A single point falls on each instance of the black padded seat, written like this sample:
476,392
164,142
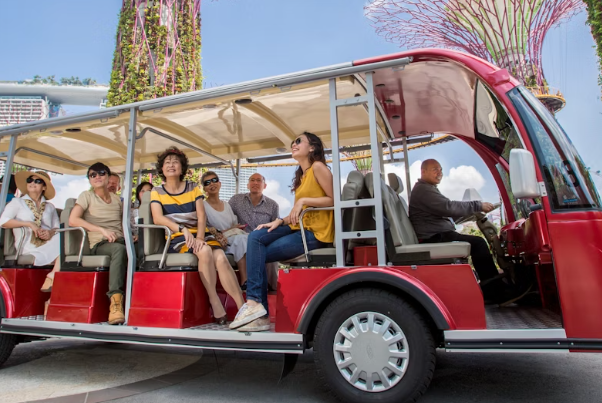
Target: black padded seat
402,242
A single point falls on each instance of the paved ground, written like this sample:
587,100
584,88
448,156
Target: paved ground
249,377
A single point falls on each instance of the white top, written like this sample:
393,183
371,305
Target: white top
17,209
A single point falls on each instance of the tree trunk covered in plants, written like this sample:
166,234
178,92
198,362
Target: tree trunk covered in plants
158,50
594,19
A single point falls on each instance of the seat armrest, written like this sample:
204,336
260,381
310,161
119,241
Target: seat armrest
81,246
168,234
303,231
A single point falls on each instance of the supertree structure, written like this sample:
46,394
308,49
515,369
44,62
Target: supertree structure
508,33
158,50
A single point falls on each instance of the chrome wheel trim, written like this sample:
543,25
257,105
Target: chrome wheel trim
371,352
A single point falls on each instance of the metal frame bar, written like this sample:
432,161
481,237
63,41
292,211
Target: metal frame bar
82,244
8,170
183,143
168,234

+ + + + +

◆ AIM OF THE EXERCISE ◆
Can you rewrite the whole listing above with each "sample" renamed to "example" and nothing else changed, leaving the pictures out?

◆ IN RESPONSE ◆
A single point falls on each instance of the black padded seat, written like this example:
476,392
164,142
Target: black padded seat
402,242
A single point falls on each instance of the paved ground, written like this example:
587,100
584,88
448,156
Target: paved ground
249,377
A single point falls on each instance of the white top, written like this example:
393,183
371,305
Target: white top
17,209
A single point falls on each instance of the tree trunk covered in plants, written like this example:
166,234
178,92
198,362
Target: tree trunk covered in plants
158,50
594,19
A single point falls on each instance of the seat armrest, written like this example:
204,336
260,381
310,161
119,241
Target: seat armrest
81,246
168,234
303,231
A single point falls on each instance of the supertree structure, written like this example:
46,394
308,49
515,369
44,62
Target: supertree structure
508,33
158,50
A single point falls on each instance of the chrome wheel trim, written like this example:
543,25
257,105
Target: chrome wheel trim
371,352
A single point falls on each instance of the metal frame bar, written like this example:
432,161
481,237
63,41
292,211
Target: metal frame bar
82,244
8,170
183,143
168,234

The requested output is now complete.